> Task
Copy out the records word for word, from their start through the line containing "pixel 321 25", including both ends. Leave the pictures out.

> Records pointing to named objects
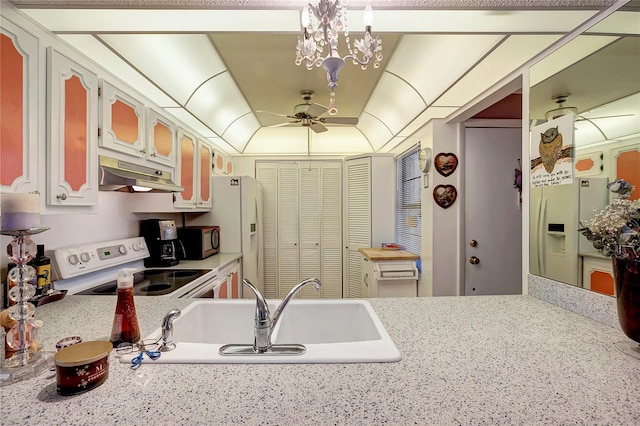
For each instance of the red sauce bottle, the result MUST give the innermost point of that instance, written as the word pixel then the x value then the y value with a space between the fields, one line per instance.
pixel 125 321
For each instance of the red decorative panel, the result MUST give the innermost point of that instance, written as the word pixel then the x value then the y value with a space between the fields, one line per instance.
pixel 584 164
pixel 124 122
pixel 162 139
pixel 186 169
pixel 75 133
pixel 11 110
pixel 222 294
pixel 628 168
pixel 602 282
pixel 205 181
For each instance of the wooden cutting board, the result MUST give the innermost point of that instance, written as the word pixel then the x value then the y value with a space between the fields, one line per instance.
pixel 383 254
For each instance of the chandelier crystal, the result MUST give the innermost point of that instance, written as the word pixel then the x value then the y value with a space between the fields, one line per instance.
pixel 321 25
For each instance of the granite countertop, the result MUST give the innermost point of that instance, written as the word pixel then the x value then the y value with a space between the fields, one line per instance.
pixel 465 360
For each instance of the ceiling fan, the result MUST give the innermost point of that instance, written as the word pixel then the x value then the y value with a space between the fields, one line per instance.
pixel 561 110
pixel 308 115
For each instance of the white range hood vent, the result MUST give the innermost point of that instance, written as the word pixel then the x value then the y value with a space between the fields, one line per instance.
pixel 118 175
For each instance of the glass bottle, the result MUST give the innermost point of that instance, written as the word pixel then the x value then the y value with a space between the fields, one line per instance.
pixel 125 322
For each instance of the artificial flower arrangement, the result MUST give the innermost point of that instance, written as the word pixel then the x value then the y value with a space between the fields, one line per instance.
pixel 615 230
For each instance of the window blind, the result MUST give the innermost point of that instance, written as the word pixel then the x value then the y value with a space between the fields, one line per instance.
pixel 408 220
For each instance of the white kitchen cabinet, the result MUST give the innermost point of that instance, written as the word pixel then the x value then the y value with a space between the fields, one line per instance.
pixel 194 171
pixel 122 121
pixel 19 100
pixel 161 139
pixel 368 213
pixel 302 206
pixel 72 132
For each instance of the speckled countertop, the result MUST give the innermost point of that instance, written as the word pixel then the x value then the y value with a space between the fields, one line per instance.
pixel 465 360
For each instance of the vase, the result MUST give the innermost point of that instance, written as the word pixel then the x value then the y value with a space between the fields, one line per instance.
pixel 626 275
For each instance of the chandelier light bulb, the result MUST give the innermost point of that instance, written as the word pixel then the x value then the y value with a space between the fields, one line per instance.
pixel 333 109
pixel 368 16
pixel 304 17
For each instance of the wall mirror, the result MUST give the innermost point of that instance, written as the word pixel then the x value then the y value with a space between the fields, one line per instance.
pixel 596 77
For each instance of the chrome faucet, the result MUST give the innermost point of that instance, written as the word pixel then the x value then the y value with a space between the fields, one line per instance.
pixel 264 322
pixel 166 340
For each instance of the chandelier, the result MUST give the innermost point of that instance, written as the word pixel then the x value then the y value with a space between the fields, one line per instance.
pixel 322 24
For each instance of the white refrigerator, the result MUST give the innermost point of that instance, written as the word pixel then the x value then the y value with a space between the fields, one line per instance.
pixel 237 211
pixel 555 243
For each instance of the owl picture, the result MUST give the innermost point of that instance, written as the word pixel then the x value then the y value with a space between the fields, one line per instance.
pixel 550 148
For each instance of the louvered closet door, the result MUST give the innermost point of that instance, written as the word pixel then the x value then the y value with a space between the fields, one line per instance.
pixel 309 219
pixel 267 175
pixel 331 235
pixel 288 231
pixel 358 217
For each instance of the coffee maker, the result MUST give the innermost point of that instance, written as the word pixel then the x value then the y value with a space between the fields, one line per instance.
pixel 161 236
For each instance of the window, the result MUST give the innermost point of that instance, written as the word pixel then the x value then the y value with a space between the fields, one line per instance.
pixel 408 207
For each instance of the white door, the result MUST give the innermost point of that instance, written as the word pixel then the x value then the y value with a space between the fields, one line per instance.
pixel 493 214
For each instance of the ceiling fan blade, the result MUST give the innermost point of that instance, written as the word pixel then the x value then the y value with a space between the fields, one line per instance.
pixel 286 124
pixel 605 116
pixel 274 113
pixel 339 120
pixel 315 110
pixel 317 127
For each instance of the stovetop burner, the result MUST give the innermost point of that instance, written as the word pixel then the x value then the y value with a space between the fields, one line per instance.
pixel 152 282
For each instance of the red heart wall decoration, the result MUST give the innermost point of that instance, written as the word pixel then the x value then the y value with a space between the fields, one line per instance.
pixel 445 163
pixel 445 195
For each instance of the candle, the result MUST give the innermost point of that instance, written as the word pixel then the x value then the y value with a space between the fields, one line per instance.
pixel 20 211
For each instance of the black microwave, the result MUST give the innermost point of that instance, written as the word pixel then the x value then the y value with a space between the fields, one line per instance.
pixel 199 242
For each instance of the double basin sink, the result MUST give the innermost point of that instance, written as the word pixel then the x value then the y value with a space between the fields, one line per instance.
pixel 332 331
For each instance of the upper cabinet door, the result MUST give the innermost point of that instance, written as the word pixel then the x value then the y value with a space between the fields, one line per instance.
pixel 161 139
pixel 18 108
pixel 204 174
pixel 72 153
pixel 122 126
pixel 186 169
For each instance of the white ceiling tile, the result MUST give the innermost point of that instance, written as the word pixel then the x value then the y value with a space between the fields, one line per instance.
pixel 191 122
pixel 339 141
pixel 100 54
pixel 374 130
pixel 422 119
pixel 436 67
pixel 394 102
pixel 479 21
pixel 218 102
pixel 167 20
pixel 179 63
pixel 566 55
pixel 240 131
pixel 507 57
pixel 278 141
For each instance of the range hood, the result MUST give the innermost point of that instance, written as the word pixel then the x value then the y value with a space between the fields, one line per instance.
pixel 118 175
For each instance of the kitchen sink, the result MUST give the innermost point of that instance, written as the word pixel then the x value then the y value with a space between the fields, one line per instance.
pixel 332 331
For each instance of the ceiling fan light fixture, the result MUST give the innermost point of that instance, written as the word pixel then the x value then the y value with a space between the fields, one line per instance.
pixel 333 109
pixel 321 26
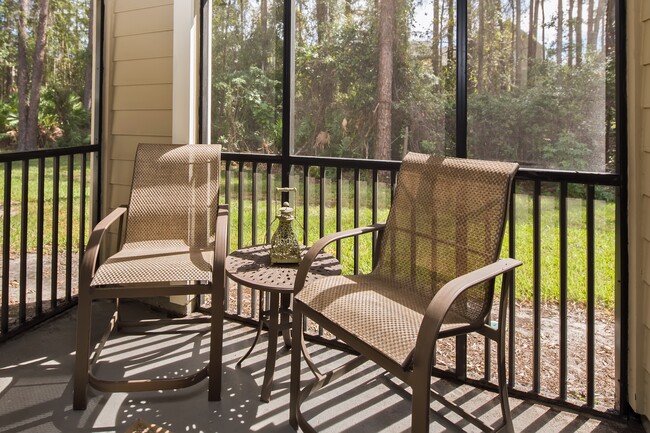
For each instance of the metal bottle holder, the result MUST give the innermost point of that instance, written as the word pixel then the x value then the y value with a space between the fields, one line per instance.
pixel 284 242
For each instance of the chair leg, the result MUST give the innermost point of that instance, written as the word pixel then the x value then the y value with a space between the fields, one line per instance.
pixel 215 367
pixel 503 386
pixel 82 357
pixel 294 386
pixel 421 401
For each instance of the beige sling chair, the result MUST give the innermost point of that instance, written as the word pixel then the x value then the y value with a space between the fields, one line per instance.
pixel 434 278
pixel 175 244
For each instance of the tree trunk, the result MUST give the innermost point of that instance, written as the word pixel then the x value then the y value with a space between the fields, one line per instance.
pixel 532 35
pixel 571 27
pixel 23 75
pixel 598 21
pixel 543 30
pixel 579 33
pixel 264 18
pixel 88 84
pixel 38 67
pixel 612 164
pixel 450 32
pixel 592 29
pixel 558 44
pixel 480 44
pixel 435 40
pixel 518 44
pixel 385 79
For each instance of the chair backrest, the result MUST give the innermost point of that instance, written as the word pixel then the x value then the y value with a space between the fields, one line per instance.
pixel 174 195
pixel 447 219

> Problem solution
For each instance of the red sauce bottle, the result MUST give the innermost point of that instance, written as the word pixel then the x value then the y value with a space between the fields, one line per instance.
pixel 125 321
For each instance of the red decorative panel, the result MUST give the innermost point of that instance, written as the word pixel then the x value then the y value with a space between the fields, one line per instance.
pixel 584 164
pixel 124 122
pixel 162 139
pixel 186 169
pixel 75 133
pixel 11 110
pixel 222 294
pixel 628 168
pixel 602 282
pixel 205 181
For each instance of the wooden cutting board, the result MUST give the innermost point of that instance, written as the word pixel then the x value then the y value with a space between the fields, one line per instance.
pixel 383 254
For each instance of the chandelier crystal, the result MUST give the innermost point of that instance, written as the word pixel then the x value then the y value with a space between the fields, one line per instance.
pixel 321 25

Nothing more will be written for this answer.